## Complete the following:
• a. Decide whether each statement agrees with the text on apes and swimming. Answer yes or no, and quote the deciding words of the text. (i) Santa Cruz Island has been attached to the mainland within the last 15 million years. (ii) Laika the dog was Russian. (iii) Some species of monkeys can swim.
• b. Quote the text on apes and swimming from "I’m also a bit" to "American chimps beat.".

## Supplied text:
*** Begin section ***

I’m also a bit leary of that link you posted about chimanzees-- It says a little further down the page that they were the first animals in space. Laika the dog (Russian) had the American chimps beat.
Big old knuckle walking apes aren’t supposed to be able to swim either. Just another one of those times when you wish you could have been there. Ho’d have the nerve to push the ape into the pool?
There are Pleistocene dwarf elephant remains on Santa Cruz Island off Santa Barbara. Santa Cruz Island has not been attached to the mainland for at least 15 million years (and probably never has been.) The Santa Barbara Channel is deep. So unless these elephants’ ancestors floated over hanging on to some driftwood, they had at least a several mile swim, even at the lower sea levels of the Pleistocene.
Some followup: “apes cannot swim” in google turns up a plethora of references that say:
1 - gorillas can’t swim
2 - siamangs and gibbons can’t swim
3 - orangutans can’t swim
4 - chimpanzees can’t swim
5 - great apes in general can’t swim, while some species of monkeys can.

*** End section ***

## Supplied data:
*** Begin section ***

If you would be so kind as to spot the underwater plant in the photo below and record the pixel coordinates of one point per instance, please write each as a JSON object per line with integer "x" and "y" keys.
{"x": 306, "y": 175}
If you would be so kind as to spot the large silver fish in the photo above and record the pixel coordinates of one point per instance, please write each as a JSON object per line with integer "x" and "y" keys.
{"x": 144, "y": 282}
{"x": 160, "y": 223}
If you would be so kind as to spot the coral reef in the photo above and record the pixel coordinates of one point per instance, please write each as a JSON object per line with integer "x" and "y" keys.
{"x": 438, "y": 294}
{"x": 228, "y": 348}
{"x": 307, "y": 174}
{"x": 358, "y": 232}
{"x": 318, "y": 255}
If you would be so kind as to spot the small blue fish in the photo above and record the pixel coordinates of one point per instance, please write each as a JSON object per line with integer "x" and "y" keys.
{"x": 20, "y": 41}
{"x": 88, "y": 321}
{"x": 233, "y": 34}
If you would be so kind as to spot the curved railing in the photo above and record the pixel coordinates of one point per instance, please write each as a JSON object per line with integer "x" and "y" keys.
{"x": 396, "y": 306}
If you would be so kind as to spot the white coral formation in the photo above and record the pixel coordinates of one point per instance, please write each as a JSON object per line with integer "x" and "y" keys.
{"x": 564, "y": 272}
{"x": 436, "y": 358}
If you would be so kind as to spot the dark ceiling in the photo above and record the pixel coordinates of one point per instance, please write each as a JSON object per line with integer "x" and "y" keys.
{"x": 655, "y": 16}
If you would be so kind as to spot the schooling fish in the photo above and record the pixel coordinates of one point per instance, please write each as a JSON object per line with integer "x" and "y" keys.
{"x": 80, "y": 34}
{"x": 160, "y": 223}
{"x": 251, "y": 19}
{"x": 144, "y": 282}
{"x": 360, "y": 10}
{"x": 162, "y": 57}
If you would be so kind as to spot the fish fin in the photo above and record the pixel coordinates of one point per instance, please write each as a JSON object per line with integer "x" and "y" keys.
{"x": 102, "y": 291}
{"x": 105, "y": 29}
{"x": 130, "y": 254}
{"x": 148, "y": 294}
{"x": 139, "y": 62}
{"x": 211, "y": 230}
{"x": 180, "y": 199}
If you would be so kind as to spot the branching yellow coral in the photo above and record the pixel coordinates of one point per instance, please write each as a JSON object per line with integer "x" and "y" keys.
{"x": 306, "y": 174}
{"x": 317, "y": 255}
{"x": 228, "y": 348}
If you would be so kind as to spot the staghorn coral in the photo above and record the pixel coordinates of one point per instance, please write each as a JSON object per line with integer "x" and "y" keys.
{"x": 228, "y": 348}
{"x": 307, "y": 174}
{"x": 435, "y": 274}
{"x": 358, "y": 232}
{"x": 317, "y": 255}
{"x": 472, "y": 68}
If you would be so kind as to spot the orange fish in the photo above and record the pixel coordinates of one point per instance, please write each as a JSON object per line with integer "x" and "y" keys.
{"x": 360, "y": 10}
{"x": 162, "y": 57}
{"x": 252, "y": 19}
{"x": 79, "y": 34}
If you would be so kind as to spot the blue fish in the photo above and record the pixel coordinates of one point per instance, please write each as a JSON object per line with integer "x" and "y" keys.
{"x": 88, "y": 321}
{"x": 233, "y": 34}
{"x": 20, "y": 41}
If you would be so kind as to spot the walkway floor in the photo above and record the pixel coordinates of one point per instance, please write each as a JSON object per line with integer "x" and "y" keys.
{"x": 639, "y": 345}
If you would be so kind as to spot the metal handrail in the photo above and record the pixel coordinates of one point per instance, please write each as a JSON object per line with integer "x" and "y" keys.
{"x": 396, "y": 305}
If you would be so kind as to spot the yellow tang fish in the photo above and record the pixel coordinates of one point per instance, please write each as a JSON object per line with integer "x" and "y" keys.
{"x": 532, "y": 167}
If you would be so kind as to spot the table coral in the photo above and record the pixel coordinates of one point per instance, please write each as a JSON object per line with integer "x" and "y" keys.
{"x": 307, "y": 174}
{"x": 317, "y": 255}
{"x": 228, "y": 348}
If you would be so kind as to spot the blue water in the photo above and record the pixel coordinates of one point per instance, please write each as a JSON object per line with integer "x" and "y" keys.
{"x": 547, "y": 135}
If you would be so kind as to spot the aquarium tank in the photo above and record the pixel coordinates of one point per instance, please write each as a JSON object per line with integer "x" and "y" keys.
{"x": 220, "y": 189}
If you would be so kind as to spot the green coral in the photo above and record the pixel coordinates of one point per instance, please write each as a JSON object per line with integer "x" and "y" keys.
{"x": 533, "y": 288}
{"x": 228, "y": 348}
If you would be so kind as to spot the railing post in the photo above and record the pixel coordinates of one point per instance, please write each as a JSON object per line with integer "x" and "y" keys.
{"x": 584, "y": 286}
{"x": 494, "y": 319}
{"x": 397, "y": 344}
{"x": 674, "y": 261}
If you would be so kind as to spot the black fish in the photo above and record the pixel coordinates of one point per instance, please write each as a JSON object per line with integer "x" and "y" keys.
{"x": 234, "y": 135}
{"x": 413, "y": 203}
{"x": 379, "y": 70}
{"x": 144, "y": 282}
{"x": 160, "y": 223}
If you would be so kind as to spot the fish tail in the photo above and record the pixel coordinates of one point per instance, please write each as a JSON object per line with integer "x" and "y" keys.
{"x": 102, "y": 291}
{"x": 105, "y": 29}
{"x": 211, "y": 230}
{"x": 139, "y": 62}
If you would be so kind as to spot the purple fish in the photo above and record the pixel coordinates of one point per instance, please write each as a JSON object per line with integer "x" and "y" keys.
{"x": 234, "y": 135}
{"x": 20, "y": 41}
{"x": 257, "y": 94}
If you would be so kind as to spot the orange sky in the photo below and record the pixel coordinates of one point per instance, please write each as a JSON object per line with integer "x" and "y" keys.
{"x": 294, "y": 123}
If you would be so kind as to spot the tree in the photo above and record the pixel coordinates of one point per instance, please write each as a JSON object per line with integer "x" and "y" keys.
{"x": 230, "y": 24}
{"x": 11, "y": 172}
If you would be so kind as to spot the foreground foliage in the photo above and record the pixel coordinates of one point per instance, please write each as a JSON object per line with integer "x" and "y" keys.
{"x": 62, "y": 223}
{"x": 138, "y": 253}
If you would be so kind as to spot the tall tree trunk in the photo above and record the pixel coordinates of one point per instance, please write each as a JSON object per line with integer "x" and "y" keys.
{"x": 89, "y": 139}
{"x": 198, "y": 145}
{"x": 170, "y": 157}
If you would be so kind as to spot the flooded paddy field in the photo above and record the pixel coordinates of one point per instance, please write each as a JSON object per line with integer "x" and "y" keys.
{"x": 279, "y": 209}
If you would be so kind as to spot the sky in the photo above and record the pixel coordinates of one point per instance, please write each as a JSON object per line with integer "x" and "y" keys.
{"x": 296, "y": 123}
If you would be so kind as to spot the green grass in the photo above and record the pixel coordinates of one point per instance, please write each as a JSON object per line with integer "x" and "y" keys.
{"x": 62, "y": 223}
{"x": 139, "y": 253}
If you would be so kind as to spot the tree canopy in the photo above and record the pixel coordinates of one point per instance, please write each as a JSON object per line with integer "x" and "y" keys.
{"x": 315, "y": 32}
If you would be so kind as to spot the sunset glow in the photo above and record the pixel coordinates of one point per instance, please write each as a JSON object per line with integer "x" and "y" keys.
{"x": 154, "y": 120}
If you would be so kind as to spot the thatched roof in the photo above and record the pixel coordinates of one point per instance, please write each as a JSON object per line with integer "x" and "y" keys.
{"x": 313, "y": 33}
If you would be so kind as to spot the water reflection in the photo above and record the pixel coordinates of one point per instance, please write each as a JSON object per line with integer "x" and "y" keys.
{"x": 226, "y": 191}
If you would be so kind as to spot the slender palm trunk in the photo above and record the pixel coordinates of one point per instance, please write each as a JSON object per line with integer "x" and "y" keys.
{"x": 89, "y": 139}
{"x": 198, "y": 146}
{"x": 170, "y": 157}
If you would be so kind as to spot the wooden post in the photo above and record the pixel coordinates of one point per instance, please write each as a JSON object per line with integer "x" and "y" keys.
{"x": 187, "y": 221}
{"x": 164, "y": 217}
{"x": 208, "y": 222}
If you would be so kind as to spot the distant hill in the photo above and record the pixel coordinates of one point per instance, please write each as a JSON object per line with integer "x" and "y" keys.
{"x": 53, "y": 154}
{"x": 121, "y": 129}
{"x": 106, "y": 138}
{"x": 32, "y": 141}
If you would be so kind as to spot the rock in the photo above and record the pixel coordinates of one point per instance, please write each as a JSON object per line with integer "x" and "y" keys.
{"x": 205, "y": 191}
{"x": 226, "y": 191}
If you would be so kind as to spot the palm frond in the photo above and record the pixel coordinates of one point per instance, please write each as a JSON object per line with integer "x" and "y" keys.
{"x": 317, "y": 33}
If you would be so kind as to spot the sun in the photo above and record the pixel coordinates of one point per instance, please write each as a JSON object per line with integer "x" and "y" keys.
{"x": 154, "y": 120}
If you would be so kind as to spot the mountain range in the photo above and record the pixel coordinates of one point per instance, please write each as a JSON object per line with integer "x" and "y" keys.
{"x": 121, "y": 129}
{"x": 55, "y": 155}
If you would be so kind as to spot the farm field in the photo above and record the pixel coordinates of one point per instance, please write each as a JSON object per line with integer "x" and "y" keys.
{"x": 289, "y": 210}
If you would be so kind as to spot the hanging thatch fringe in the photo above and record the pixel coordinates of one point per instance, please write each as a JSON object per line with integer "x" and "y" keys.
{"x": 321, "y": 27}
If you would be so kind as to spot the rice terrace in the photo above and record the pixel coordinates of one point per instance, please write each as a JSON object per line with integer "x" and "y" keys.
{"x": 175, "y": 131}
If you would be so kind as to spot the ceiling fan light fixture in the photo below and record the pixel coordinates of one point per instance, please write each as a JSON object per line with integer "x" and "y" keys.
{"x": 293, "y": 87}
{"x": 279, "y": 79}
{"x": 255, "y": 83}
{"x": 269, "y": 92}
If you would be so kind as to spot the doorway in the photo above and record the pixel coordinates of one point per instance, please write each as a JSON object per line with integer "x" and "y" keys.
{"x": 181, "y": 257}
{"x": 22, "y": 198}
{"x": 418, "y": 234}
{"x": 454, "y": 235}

*** End section ***

## Solutions to the tasks:
• a.
(i) No: "Santa Cruz Island has not been attached to the mainland for at least 15 million years"
(ii) Yes: "Laika the dog (Russian)"
(iii) Yes: "while some species of monkeys can"

• b.
I’m also a bit leary of that link you posted about chimanzees-- It says a little further down the page that they were the first animals in space. Laika the dog (Russian) had the American chimps beat.